SOURCE EXCERPT ::
A common measure of efficiency is the minimisation of the expenditure of resources to achieve specified goals (Agerfalk and Eriksson, 2006). Bevan (1995) identifies three dimensions of efficiency. Although Bevan’s work is about developing a measure for software quality, these dimensions are equally applicable to the characterisation of the efficiency of a system of actions. They are, firstly, temporal efficiency, or the minimisation of the expenditure of time; secondly, human efficiency, or the minimisation of mental or physical effort; and thirdly, economic efficiency, or the minimisation of financial cost.

One can measure the efficiency of the following three aspects of actions:

Note that because each action is itself comprised of lower order actions, the answer to the question ‘How is the action done?’ gives answers to the question ‘What action is done?’ lower down the action abstraction hierarchy. For example, for the action ‘Communicate account number’, the answer to the question ‘How is the action done?’ may be ‘Look up record and read out number over the phone’. This description of how, ‘Read out number over the phone’, is the answer to ‘What action is done?’ further down the action abstraction hierarchy.

A standard measure of the effectiveness of something is whether or not it leads to achievement of the intended goals. Two aspects of effectiveness mentioned in the international standard ISO 9241-11 are completeness and accuracy (Agerfalk and Eriksson, 2006).

In order to act, an actor needs to select what to do next, how to do it, and when to do it. Another way of saying this is that in order to perform an action, an actor needs to know that action is feasible in the world (i.e. that they have the authority and skills to perform that action at the time, in the space, and with the resources at hand). The actor also needs to know that the action is possible now (i.e. that the action dependencies have been satisfied).

WHAT IS ASKED :: In the passage on efficiency and effectiveness of actions, which two aspects of effectiveness are named in the international standard ISO 9241-11?

DATASET ENTRIES ::
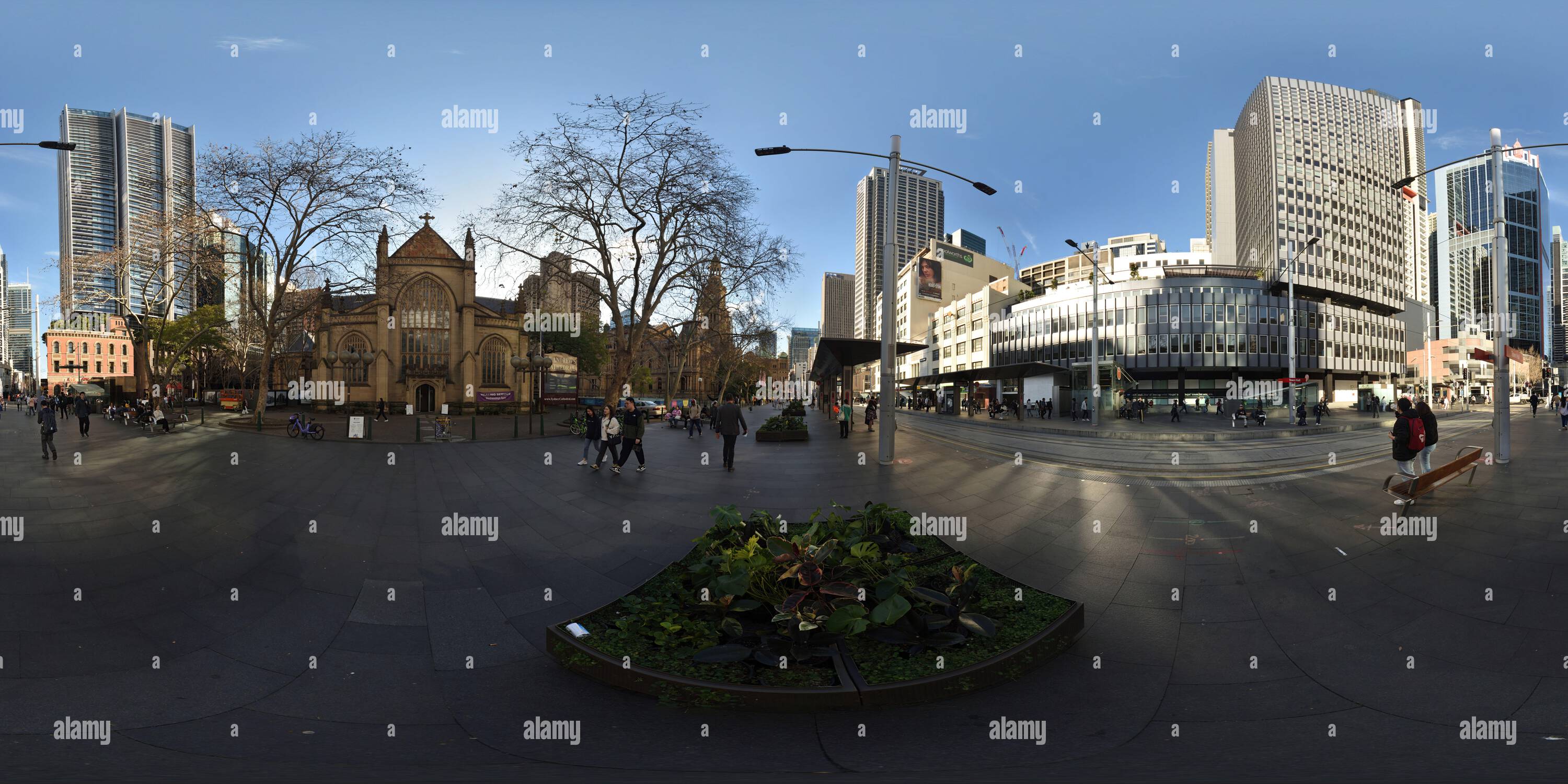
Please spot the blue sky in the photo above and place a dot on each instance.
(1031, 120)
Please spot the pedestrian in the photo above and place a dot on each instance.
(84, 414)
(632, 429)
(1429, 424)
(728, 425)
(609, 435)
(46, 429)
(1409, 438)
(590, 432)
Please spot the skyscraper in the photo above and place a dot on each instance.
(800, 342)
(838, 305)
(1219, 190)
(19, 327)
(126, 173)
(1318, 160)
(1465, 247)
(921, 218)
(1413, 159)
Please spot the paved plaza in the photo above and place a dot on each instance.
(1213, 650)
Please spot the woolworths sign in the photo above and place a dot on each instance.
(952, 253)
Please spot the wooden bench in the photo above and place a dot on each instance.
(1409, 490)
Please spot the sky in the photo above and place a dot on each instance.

SOLVED PROBLEM :: Completeness and accuracy.